#### Exercise instructions:
Pull every line from the listing below that contains the string "turbulent", and copy each one out. Case counts, so a capitalized form does not match.

· · · ·

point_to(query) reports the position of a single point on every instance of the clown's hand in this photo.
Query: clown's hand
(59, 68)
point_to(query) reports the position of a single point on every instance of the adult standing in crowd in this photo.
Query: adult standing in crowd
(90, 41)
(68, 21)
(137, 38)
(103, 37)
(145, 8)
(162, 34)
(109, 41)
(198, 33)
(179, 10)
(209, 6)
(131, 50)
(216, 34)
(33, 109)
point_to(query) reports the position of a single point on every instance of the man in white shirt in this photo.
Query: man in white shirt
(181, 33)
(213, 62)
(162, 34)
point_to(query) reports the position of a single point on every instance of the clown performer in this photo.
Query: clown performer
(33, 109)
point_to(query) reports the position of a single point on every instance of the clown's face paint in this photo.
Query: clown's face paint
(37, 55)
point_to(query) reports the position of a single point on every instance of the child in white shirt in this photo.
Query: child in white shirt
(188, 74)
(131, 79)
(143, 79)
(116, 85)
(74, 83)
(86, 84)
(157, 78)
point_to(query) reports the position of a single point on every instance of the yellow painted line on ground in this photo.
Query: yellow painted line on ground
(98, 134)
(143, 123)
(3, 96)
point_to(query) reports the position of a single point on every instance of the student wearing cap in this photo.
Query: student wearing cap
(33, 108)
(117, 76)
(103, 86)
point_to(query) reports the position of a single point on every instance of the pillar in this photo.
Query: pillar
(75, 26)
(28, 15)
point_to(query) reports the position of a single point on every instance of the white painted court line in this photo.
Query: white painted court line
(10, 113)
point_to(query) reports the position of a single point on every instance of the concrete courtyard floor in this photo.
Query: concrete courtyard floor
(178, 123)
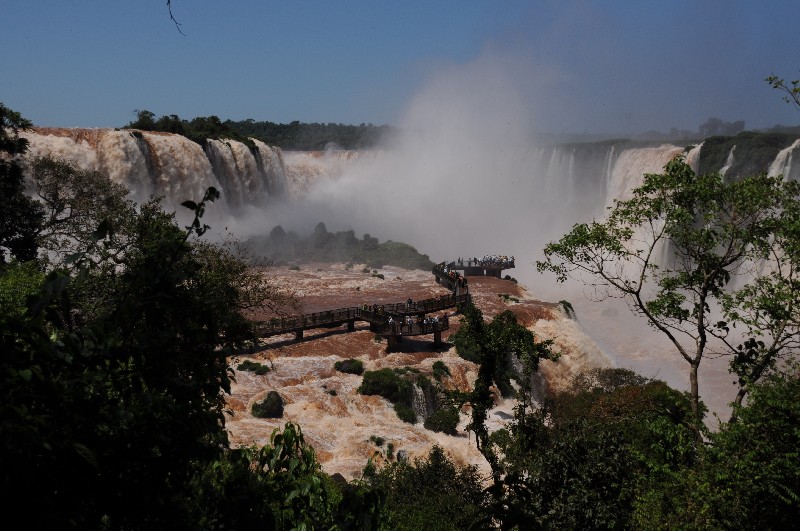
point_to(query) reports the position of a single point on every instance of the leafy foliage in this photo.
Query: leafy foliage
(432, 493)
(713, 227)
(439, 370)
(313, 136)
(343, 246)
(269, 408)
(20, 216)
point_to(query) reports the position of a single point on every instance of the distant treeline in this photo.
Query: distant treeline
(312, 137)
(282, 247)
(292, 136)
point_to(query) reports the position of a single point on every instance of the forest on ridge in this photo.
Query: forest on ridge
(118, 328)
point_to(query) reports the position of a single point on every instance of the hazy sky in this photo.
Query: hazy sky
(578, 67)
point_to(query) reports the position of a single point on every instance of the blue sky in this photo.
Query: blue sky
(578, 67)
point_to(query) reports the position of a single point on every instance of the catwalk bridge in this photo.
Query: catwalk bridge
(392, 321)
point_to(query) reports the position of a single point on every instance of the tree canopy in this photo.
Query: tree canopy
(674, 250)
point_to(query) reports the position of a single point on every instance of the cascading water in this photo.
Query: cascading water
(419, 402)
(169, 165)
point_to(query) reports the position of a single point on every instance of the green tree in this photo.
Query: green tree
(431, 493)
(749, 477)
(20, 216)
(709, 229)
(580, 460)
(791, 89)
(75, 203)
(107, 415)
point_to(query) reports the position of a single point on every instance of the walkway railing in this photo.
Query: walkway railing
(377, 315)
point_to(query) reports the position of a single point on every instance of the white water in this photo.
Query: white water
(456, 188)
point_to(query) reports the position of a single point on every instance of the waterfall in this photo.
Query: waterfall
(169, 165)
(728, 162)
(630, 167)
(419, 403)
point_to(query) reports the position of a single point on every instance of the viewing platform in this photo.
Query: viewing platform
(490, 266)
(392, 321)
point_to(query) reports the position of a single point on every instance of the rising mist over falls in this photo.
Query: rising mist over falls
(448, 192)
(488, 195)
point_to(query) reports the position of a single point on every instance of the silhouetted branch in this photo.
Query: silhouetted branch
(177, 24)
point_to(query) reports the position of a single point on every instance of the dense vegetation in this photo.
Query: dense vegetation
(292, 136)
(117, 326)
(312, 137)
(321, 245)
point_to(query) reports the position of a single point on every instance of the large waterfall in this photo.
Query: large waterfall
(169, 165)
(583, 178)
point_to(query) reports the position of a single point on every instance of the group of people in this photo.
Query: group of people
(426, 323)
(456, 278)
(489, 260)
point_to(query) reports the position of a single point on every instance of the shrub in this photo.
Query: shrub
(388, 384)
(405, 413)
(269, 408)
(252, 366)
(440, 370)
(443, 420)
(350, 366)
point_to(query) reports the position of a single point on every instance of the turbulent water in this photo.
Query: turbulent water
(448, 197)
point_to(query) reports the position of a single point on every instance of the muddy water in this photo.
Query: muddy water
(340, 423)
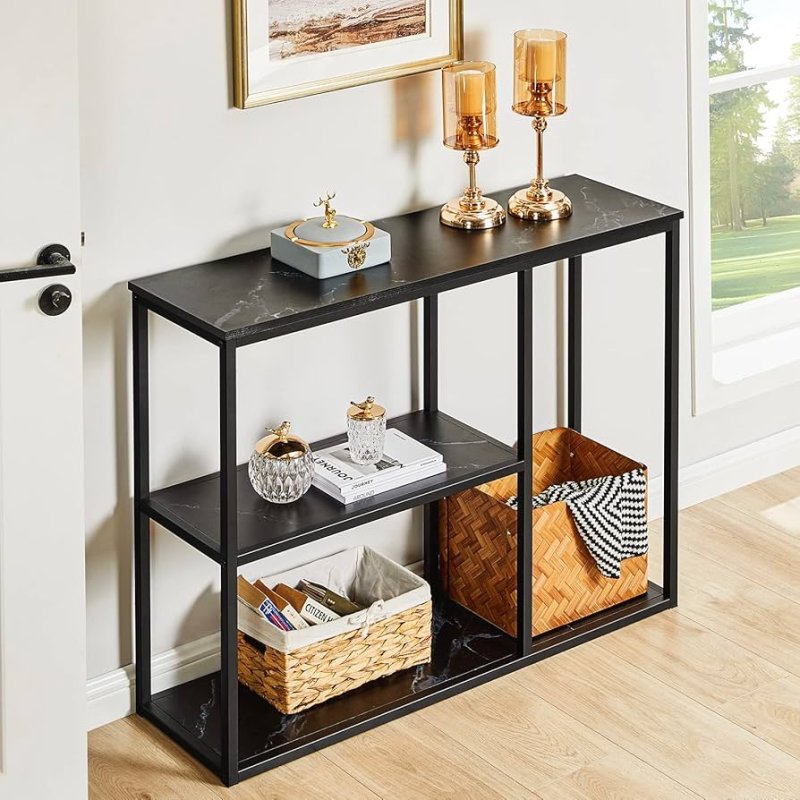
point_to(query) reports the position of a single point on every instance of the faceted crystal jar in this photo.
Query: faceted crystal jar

· · · ·

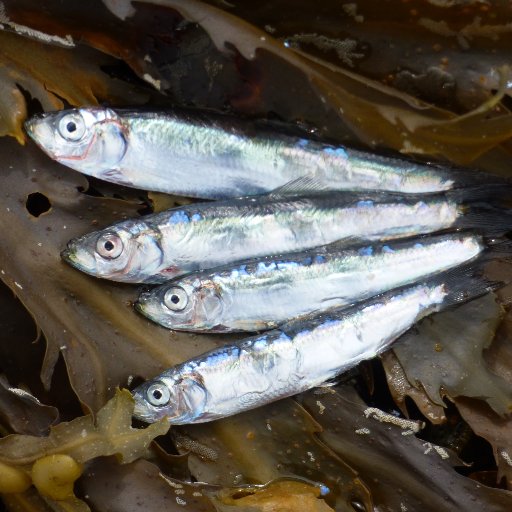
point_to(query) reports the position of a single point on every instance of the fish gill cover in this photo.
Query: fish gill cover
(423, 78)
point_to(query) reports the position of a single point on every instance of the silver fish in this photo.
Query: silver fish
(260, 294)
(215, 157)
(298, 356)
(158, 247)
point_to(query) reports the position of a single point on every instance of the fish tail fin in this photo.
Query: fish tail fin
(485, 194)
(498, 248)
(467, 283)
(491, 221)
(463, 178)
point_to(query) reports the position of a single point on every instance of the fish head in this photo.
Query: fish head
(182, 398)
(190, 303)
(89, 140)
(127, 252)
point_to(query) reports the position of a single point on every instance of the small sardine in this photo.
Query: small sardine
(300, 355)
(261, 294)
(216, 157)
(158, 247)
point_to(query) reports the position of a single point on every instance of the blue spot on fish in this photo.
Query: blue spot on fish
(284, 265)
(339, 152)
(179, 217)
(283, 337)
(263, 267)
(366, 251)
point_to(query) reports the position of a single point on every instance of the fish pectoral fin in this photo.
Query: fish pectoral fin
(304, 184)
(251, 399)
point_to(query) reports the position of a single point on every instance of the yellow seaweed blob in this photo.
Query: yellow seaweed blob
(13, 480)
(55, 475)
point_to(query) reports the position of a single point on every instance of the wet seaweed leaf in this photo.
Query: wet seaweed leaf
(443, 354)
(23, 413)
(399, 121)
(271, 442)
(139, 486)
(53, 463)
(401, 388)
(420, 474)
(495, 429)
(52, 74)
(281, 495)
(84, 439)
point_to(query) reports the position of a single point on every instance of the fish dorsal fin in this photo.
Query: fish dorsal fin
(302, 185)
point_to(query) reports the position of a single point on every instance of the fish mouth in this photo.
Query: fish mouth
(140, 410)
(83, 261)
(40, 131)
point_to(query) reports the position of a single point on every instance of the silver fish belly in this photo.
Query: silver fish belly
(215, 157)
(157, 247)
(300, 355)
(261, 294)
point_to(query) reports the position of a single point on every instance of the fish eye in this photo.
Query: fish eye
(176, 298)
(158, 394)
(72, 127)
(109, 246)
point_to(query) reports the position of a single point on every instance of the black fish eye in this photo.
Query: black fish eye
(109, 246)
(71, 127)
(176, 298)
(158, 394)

· · · ·

#### Answer to this task:
point_to(query) reports the position of a single point on every instance of the turbulent water in this photo.
Query: turbulent water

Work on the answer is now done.